#### Task prompt:
With the exception of the pictures, write out the data below precisely.
-- Provided information follows --
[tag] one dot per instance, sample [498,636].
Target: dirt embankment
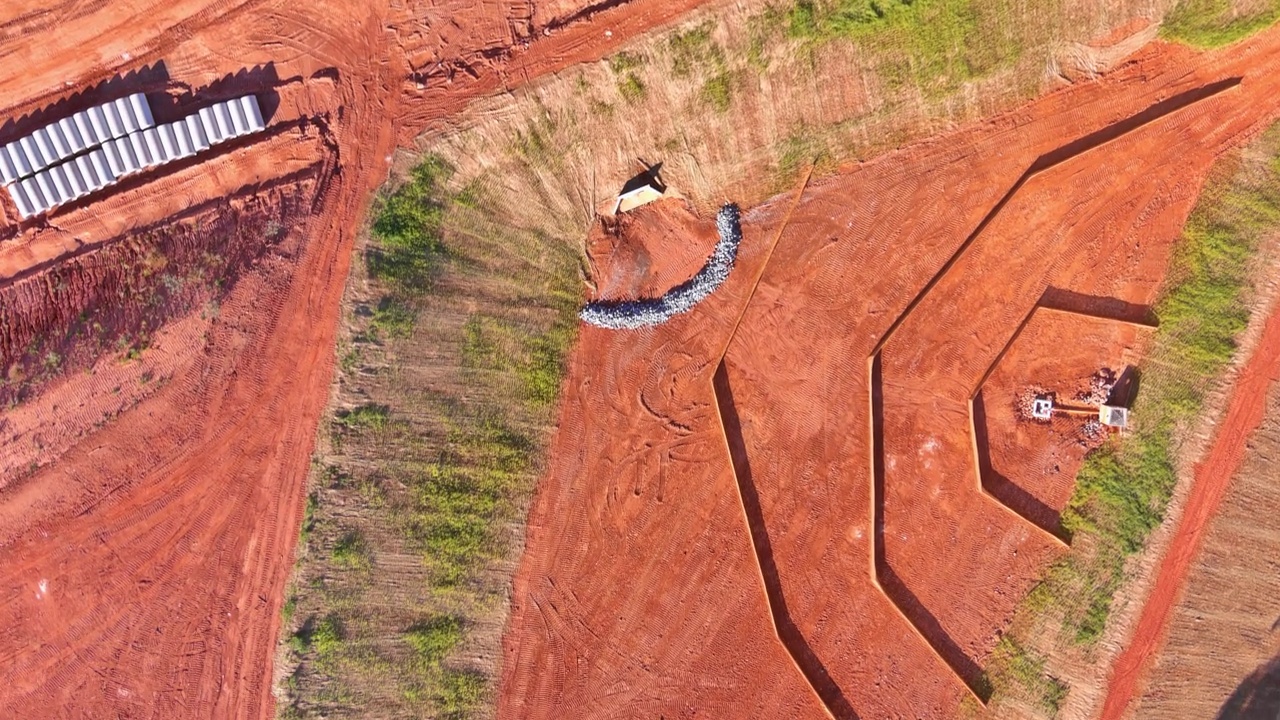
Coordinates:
[145,560]
[885,572]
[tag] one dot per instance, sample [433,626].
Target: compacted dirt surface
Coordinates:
[151,486]
[776,505]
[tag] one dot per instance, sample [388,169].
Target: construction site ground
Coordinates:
[773,506]
[785,483]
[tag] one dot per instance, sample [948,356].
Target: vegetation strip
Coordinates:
[429,465]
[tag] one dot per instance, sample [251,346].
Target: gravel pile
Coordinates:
[632,314]
[1100,387]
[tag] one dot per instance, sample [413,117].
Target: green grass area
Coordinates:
[435,469]
[1124,487]
[1016,666]
[352,551]
[1212,23]
[458,499]
[933,44]
[364,418]
[408,253]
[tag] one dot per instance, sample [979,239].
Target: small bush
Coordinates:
[462,692]
[718,91]
[327,637]
[631,89]
[625,62]
[434,638]
[393,318]
[408,251]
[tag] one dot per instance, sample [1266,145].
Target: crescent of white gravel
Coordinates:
[634,314]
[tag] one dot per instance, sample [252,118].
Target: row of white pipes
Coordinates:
[72,136]
[135,151]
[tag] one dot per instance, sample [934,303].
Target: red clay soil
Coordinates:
[142,565]
[885,573]
[1212,477]
[622,250]
[1032,464]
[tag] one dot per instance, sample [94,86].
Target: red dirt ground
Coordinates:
[1033,463]
[885,574]
[144,563]
[1212,477]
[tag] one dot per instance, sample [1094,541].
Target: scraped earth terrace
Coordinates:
[807,497]
[168,341]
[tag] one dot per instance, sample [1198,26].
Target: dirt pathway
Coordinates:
[1212,477]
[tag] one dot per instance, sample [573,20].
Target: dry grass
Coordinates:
[451,382]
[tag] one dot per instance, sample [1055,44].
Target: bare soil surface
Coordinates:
[1189,555]
[152,491]
[1217,657]
[877,572]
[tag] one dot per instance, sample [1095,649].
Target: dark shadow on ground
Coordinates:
[1257,697]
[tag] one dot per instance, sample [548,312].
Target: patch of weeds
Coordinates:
[410,251]
[1212,23]
[287,610]
[350,360]
[364,417]
[694,53]
[327,637]
[458,497]
[393,318]
[626,62]
[462,693]
[535,142]
[1016,670]
[434,638]
[718,91]
[940,44]
[351,551]
[631,87]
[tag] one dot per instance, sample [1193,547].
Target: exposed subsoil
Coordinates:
[1214,477]
[146,534]
[1032,464]
[785,516]
[645,253]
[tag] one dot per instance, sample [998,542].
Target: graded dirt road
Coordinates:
[1214,475]
[152,486]
[739,513]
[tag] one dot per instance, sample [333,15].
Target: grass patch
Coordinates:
-- Provided information concluded --
#### Solved exercise:
[tag] one dot per instance, sample [498,636].
Target: dirt embankment
Coordinates:
[145,560]
[885,572]
[tag] one dot per instance, sample [433,626].
Target: compacted dirt surface
Coordinates:
[151,486]
[776,505]
[tag] one dot per instance, sample [388,169].
Target: construction site ground
Coordinates:
[773,506]
[785,483]
[tag] one dot per instance, sample [948,356].
Target: vegetation strip
Coordinates:
[429,465]
[tag] one dot per instance, sample [251,346].
Target: gravel pile
Coordinates:
[632,314]
[1100,387]
[tag] one dot per instance, sample [413,117].
Target: green grass area
Coordinates:
[435,469]
[1124,487]
[1016,666]
[352,551]
[1212,23]
[458,499]
[933,44]
[364,418]
[408,253]
[tag] one dot per instance, sample [979,239].
Target: small bush
Coordinates:
[462,692]
[718,91]
[327,637]
[631,89]
[625,62]
[434,638]
[393,318]
[408,251]
[tag] one dot per instance, sample [1266,145].
Target: crescent of white gravel
Coordinates:
[634,314]
[tag] one dot per instance, sample [252,118].
Target: row of white pipes
Coordinates:
[72,136]
[135,151]
[tag] one dot per instance, sample [934,303].
Target: red clay soil
Coordinates:
[142,565]
[885,573]
[1212,477]
[622,250]
[1032,464]
[tag] one dot per instance, sample [94,86].
Target: red dirt ground
Coordinates:
[1033,463]
[885,574]
[144,563]
[1212,477]
[tag] one dot per instance, sample [1094,541].
Target: scraped earth terrace
Coordinates:
[807,497]
[168,341]
[tag] one dot per instance, sample [1198,26].
Target: dirt pathway
Coordinates:
[1212,477]
[tag] one dot per instance, sample [573,20].
Target: dry grass
Coordinates:
[451,382]
[tag] one dot per instance, sample [1055,44].
Target: bare soil surface
Coordinates:
[1189,555]
[152,491]
[1217,657]
[877,572]
[tag] one dot per instance, sample [1095,649].
Target: dark shadow on ground
Coordinates:
[1257,697]
[tag] one dot per instance, sample [548,312].
Target: patch of weeds
Coordinates:
[410,251]
[1212,23]
[287,610]
[350,360]
[364,417]
[694,53]
[327,637]
[458,497]
[393,318]
[626,62]
[462,693]
[535,142]
[1016,670]
[434,638]
[718,91]
[940,44]
[351,551]
[631,87]
[tag] one dot per instance, sample [1193,547].
Target: exposed subsoil
Coordinates:
[1214,477]
[146,534]
[1032,464]
[785,516]
[645,253]
[tag] one dot per instance, sample [998,542].
Target: graded dirt road
Coordinates:
[1214,475]
[152,486]
[739,513]
[tag] one dot per instance, sample [333,15].
Target: grass patch
Coordinates:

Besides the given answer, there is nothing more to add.